• ACTION ITEM: Copy out each line of the listing that has the word "jacket" in it.

- Opening Delimiter -

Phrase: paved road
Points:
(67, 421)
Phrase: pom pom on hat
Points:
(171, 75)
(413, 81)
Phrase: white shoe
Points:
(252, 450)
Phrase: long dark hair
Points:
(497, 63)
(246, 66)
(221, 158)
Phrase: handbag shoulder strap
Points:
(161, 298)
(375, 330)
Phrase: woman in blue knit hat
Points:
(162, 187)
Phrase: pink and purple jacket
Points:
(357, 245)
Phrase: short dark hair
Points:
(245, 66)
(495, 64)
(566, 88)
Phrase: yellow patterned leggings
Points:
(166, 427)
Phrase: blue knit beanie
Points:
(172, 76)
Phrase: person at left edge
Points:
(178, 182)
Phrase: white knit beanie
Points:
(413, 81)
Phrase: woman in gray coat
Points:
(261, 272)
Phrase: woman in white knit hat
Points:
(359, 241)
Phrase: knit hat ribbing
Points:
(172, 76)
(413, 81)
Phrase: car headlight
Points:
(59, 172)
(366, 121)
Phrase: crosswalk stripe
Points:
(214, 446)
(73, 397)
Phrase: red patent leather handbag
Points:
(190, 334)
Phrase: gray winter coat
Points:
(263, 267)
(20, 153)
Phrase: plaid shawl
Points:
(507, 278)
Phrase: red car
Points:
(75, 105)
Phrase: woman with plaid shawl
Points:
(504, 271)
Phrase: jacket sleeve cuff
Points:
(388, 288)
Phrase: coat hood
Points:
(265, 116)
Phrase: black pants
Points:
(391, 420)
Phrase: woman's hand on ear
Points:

- Closing Delimiter -

• TASK SOLUTION:
Phrase: pink and purple jacket
Phrase: jacket sleeve cuff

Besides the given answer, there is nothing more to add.